:: What you need to do ::
Put the stretch of the records from the start through the line containing "27,223 -> 629,488" into a numbered list, skipping blank lines and leaving out the pictures.
___ Given information ___
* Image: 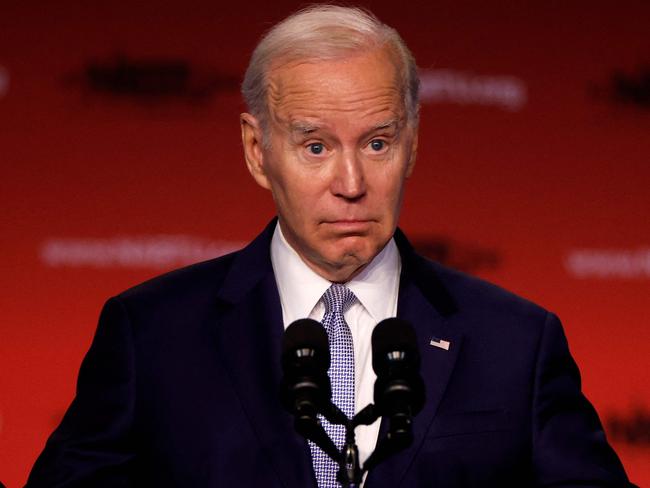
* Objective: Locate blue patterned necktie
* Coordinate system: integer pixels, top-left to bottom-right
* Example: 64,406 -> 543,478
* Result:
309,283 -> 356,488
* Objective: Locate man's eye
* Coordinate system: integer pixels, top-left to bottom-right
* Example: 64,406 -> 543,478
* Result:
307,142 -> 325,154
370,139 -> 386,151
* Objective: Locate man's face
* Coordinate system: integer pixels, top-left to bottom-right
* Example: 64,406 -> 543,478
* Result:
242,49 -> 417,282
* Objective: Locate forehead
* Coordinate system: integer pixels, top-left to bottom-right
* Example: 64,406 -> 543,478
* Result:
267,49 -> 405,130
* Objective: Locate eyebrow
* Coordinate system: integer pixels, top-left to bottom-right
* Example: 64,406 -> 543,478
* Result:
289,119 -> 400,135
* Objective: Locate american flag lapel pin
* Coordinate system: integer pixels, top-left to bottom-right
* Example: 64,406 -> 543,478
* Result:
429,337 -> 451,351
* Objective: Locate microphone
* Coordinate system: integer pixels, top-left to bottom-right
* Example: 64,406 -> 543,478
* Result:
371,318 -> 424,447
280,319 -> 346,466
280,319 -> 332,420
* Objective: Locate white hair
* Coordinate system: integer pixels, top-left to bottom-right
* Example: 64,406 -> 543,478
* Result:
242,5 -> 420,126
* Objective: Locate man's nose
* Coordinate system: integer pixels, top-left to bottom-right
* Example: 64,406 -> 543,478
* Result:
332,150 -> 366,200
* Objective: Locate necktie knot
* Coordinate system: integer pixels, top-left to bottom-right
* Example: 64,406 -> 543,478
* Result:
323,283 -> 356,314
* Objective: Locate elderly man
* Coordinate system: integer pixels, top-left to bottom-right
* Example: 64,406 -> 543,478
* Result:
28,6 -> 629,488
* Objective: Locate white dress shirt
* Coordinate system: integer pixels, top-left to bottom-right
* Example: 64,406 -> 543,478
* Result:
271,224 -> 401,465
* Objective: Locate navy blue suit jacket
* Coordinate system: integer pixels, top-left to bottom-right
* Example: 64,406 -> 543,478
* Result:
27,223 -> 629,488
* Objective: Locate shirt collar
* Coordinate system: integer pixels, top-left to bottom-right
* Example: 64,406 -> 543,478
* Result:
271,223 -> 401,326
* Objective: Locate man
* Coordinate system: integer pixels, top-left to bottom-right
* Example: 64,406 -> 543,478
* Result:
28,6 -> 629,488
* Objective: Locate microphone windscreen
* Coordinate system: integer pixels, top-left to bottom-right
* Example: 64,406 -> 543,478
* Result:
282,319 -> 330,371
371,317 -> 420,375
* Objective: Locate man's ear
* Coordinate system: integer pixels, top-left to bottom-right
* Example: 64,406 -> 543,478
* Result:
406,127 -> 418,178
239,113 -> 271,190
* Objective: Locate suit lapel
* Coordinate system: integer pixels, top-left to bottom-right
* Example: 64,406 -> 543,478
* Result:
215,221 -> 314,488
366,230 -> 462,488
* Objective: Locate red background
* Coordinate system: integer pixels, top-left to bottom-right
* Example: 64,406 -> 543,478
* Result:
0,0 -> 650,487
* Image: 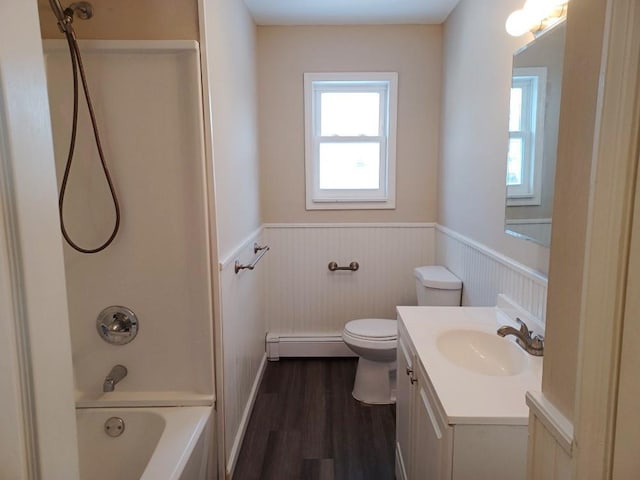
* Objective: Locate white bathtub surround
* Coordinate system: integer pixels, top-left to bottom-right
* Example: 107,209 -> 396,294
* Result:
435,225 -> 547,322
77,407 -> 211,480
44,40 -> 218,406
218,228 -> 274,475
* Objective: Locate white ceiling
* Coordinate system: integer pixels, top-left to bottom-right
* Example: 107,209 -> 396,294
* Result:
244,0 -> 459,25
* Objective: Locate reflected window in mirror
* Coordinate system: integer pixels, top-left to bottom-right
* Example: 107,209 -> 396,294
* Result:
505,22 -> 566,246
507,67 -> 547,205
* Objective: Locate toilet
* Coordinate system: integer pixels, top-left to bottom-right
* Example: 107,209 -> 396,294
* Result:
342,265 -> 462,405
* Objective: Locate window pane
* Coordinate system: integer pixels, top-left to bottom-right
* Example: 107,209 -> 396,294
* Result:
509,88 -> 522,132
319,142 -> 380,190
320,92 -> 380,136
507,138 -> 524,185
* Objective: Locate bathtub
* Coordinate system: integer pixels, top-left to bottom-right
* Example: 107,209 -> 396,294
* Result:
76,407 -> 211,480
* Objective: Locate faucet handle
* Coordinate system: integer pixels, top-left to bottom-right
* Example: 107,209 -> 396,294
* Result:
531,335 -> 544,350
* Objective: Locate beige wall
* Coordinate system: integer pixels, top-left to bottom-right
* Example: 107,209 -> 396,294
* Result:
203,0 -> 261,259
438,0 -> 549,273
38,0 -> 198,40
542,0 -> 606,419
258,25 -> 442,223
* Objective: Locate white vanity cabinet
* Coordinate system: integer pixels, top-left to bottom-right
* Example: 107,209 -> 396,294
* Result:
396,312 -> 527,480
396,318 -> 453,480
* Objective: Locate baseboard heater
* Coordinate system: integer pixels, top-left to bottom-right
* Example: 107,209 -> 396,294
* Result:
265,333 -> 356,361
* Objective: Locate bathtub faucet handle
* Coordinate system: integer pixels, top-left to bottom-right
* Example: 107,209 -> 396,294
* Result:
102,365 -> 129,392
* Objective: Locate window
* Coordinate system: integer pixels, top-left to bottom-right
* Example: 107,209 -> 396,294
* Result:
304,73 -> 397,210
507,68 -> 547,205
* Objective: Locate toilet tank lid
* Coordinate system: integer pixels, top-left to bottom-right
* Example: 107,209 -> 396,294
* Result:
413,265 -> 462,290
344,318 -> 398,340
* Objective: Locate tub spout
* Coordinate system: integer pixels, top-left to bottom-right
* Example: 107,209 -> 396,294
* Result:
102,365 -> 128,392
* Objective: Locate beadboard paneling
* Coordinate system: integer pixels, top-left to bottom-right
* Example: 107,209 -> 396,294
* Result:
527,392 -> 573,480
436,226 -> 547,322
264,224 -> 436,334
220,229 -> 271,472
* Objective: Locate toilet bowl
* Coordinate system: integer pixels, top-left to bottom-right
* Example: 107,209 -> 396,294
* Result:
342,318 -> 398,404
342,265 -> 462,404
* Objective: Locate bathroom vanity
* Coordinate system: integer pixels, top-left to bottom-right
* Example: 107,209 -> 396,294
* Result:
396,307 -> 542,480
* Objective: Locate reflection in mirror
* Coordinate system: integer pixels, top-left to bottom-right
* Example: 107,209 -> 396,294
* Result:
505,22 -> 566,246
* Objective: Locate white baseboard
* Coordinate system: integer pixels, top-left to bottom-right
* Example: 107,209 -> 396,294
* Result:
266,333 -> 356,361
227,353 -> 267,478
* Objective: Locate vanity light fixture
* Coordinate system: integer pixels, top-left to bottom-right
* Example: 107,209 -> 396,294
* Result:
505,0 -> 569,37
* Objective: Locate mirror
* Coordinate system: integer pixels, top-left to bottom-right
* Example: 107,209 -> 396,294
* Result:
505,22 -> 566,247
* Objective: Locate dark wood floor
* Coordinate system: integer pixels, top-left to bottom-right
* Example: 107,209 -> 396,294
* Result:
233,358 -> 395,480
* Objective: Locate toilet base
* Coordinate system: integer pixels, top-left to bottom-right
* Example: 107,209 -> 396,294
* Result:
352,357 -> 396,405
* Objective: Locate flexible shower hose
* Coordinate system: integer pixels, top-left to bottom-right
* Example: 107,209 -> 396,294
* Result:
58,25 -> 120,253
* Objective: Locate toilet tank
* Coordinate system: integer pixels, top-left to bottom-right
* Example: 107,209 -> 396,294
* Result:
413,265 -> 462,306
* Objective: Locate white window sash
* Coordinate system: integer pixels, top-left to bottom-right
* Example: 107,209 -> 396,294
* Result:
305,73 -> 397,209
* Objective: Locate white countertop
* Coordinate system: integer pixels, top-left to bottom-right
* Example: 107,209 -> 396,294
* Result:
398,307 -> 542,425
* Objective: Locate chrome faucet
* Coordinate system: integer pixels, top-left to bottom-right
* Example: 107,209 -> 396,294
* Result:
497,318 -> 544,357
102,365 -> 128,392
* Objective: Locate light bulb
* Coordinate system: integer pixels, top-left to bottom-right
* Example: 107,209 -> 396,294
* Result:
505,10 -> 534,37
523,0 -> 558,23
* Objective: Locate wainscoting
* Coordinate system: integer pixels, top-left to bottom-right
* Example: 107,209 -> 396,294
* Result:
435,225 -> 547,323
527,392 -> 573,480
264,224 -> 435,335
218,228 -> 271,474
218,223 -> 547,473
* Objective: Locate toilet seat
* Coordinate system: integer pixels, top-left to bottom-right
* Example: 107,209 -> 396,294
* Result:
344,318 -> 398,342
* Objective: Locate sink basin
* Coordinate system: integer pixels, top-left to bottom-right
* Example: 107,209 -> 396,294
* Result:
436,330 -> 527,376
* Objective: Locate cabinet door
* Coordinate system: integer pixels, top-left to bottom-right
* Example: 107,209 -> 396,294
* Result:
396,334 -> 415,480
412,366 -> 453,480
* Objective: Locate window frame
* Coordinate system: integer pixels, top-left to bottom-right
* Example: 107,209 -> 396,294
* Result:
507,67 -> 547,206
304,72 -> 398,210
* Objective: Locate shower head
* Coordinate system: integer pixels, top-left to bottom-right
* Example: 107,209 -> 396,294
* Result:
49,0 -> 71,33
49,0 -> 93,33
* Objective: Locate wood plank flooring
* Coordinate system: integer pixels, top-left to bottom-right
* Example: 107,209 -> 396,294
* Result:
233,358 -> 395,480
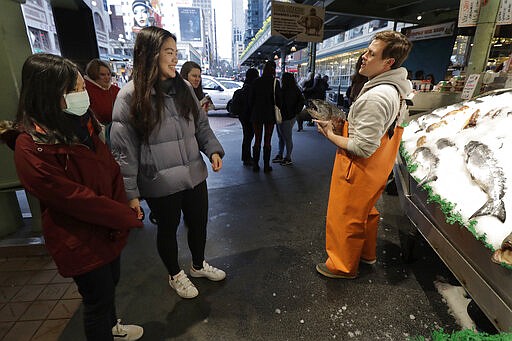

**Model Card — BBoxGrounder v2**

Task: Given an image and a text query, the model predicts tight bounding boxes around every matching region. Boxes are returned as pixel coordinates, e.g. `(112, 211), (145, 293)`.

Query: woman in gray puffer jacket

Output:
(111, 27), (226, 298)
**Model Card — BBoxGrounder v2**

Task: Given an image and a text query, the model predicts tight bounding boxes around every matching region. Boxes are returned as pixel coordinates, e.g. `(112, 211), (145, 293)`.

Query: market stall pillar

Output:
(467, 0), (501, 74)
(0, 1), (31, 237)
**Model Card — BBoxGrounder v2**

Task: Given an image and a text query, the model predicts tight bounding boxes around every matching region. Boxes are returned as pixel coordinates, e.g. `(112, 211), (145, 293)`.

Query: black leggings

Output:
___
:: Answer to the exercise ::
1. * Image: 
2. * Objective: Locate blue patterned necktie
3. * Coordinate system: integer pixels, top-left to bottom-right
4. * Example: 64,406 -> 543,478
5. * Result:
6. 309,283 -> 356,488
7. * Objective: Locate man's eye
8. * Coordinate system: integer pixels, top-left to bottom-right
9. * Example: 64,406 -> 543,478
10. * Result:
11. 307,142 -> 325,154
12. 370,139 -> 386,151
13. * Objective: Locate man's face
14. * Coordinate system: integer pixels, top-left to bottom-right
15. * Example: 64,406 -> 543,478
16. * Result:
17. 242,49 -> 417,282
18. * Objective: Locate forehead
19. * Coordinate system: integer pixels, top-left to bottom-right
20. * Example: 64,406 -> 543,478
21. * Result:
22. 267,49 -> 405,130
23. * Objective: Locate eyebrow
24. * Coordinate system: integer pixels, top-left to bottom-right
25. * Example: 64,406 -> 543,478
26. * Result:
27. 289,119 -> 400,135
28. * Objective: Locate american flag lapel pin
29. * Coordinate system: integer pixels, top-left to bottom-right
30. * Example: 64,406 -> 543,478
31. * Result:
32. 429,337 -> 451,351
33. * Objective: Locate microphone
34. * Coordinate system: integer pixels, top-left to bottom-right
35. * Example: 64,406 -> 543,478
36. * Result:
37. 371,318 -> 424,447
38. 280,319 -> 346,466
39. 280,319 -> 332,420
40. * Objective: Locate white hair
41. * Coordinate system: integer pixels, top-left to bottom-right
42. * Example: 64,406 -> 543,478
43. * Result:
44. 242,5 -> 420,126
45. * Objective: Locate man's nose
46. * Coordinate system: integer pixels, top-left to bottom-right
47. * Example: 64,406 -> 543,478
48. * Result:
49. 332,150 -> 366,200
50. * Objective: Locate necktie knot
51. * Coordinate system: integer pixels, top-left to bottom-right
52. * Example: 64,406 -> 543,478
53. * Result:
54. 323,283 -> 356,314
55. * Objective: Locate elderly man
56. * Coordinate system: integer pixels, top-left to bottom-right
57. * Example: 64,406 -> 543,478
58. * Result:
59. 28,6 -> 629,488
60. * Objective: Locate white dress shirt
61. * Coordinate system: integer pixels, top-left to bottom-right
62. * Example: 64,406 -> 543,478
63. * Result:
64. 271,224 -> 401,465
65. * Objective: Locate navy blue suit jacket
66. * Coordinate system: integer pixels, top-left to bottom-right
67. * Example: 64,406 -> 543,478
68. * Result:
69. 27,223 -> 629,488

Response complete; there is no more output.